Reform of the process is clearly needed

Questions have been raised over the years as to whether the current model, in which a new host city is chosen every four years, is sustainable. The Tokyo experience has raised these questions to a new level, particularly with regard to the fiscal costs of supporting the economy in the wake of the pandemic, not to mention environmental concerns. This is not to deny that hosting an Olympics is a fun event – the 2012 Games in London will live long in the memory of those who experienced them. But cities are increasingly unwilling to bear the financial costs of acting as host. Boston, Budapest, Hamburg and Rome all withdrew their bids for the 2024 Games, leaving the field clear for Paris, whilst in an unprecedented action the 2028 event was awarded to Los Angeles without even making a call for other bidders.

History records that the LA Games in 1984 were the only one in modern times to make a profit. This was achieved because the organisers were able to leverage off existing infrastructure rather than create all the facilities anew which is where the problems lie. The cost problem is exacerbated by the fact that, to quote Matheson and Zimbalist, “a winning bid not only needs to show how the host will successfully manage the competition … but also how it will generate more amenities, more prestige, and more revenue to the IOC than any other competing bid, leading to an arms race where proposals are increasingly lavish and increasingly expensive.” But despite the claims made by all organising committees that the Olympics will act as a useful economic regeneration exercise, the reality is rather different. As Stephen Billings and Scott Holladay argued in a 2011 paper, “proponents argue that this investment will pay off through increased economic growth, but research confirming these claims is lacking.”

One of the selling points of the 2012 Games in London were the legacy aspects. Whether or not these have been delivered remains a point of contention even to this day. Similarly, investment for the 2016 event in Rio was justified on the basis of its impact on regenerating the local community. This has clearly not been delivered. Organising committees also like to highlight the tourism benefits and here, too, the evidence is mixed. Following the 1992 Olympics, Barcelona did rise from eleventh to the sixth most popular destination in Europe but London in 2012 received fewer tourists than expected as security concerns and expectations of overcrowding dissuaded a lot of potential visitors.

The evidence thus suggests that the direct benefits of hosting the Olympics are dubious at best and possibly non-existent. So why do countries want to put themselves through the ordeal? The one-word answer is simply “prestige.” However, democratic countries facing budgetary constraints may be less willing in future to step up to the plate but those with a less robust democratic tradition may be more willing to do so since fewer questions will be asked about the finances. In recognition of the fact that the field of potential bidders may narrow in future, the IOC has proposed to evaluate bids based on economic and environmental sustainability, which is a good start. Given the difficulties in judging costs and benefits ex ante, a more sensible idea may be for the IOC to choose a permanent site, thus lowering the long-term costs of holding the Games. In the event that this proves too controversial, it may consider a small number of sites based in cities (or regions) which already have a substantial amount of infrastructure in place, opening up the prospect of a rerun of London 2012 or Tokyo 2021 in the not-too-distant future.

As a sports fan who appreciates the significance of the Olympics and its impact in bringing people together, I am much in favour of continuing in the present vein. But they cannot be allowed to continue at any price. At a time when the world is acutely aware of environmental considerations there is a strong case for reining in the costs. It may be too late for the residents of Tokyo, but Parisians take note. It’s your turn next.

Source records:

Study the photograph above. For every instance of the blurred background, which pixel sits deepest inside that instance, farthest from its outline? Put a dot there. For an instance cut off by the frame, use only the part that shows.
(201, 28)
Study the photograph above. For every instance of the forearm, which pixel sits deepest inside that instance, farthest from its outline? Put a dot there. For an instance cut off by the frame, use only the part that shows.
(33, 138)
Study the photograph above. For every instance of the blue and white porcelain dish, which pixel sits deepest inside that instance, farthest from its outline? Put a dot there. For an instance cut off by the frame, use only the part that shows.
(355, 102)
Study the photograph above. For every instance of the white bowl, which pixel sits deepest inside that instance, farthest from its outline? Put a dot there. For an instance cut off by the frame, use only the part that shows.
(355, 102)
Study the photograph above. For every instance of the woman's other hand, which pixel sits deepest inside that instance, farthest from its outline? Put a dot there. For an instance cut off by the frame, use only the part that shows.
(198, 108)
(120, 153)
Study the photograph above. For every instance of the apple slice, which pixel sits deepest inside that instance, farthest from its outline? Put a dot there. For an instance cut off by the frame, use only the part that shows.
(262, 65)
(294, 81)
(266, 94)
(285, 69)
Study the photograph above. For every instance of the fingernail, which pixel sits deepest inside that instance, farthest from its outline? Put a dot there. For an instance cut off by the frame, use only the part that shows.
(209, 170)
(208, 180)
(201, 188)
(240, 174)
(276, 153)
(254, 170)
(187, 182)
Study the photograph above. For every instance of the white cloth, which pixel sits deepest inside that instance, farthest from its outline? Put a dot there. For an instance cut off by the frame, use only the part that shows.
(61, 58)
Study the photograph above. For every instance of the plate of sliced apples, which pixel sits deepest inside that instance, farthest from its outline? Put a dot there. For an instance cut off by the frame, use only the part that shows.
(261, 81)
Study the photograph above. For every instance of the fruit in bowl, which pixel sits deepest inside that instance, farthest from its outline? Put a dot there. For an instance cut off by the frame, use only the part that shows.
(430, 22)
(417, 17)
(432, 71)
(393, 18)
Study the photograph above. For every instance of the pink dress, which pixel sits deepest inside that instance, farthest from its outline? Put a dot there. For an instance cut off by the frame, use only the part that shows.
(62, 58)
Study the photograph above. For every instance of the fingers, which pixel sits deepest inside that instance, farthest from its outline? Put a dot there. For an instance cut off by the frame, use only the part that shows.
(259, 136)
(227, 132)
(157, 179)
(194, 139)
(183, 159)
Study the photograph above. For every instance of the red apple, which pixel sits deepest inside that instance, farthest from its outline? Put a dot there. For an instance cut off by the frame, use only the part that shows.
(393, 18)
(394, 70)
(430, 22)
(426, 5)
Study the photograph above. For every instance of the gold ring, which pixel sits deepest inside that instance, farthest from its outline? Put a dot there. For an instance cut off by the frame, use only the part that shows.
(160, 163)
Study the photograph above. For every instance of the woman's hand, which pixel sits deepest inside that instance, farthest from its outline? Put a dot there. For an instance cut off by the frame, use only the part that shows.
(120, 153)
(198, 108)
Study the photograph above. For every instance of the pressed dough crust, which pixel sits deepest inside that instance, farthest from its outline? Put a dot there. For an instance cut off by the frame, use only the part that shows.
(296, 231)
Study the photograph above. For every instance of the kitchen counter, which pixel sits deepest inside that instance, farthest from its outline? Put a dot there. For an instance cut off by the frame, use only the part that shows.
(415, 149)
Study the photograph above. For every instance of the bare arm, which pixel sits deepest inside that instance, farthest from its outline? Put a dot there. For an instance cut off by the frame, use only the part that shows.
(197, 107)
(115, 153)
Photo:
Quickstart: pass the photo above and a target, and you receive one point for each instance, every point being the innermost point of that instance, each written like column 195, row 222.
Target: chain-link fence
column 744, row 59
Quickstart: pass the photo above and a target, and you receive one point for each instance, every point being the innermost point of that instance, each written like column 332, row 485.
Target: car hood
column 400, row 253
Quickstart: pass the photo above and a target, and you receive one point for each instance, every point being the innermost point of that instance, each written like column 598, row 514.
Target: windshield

Complete the following.
1. In the Olympics article, set down everything from "Reform of the" down to "for other bidders.".
2. According to the Olympics article, which cities withdrew their bids for the 2024 Games?
The records have nothing to do with this.

Activity answers.
1.
Reform of the process is clearly needed

Questions have been raised over the years as to whether the current model, in which a new host city is chosen every four years, is sustainable. The Tokyo experience has raised these questions to a new level, particularly with regard to the fiscal costs of supporting the economy in the wake of the pandemic, not to mention environmental concerns. This is not to deny that hosting an Olympics is a fun event – the 2012 Games in London will live long in the memory of those who experienced them. But cities are increasingly unwilling to bear the financial costs of acting as host. Boston, Budapest, Hamburg and Rome all withdrew their bids for the 2024 Games, leaving the field clear for Paris, whilst in an unprecedented action the 2028 event was awarded to Los Angeles without even making a call for other bidders.

2. Boston, Budapest, Hamburg and Rome.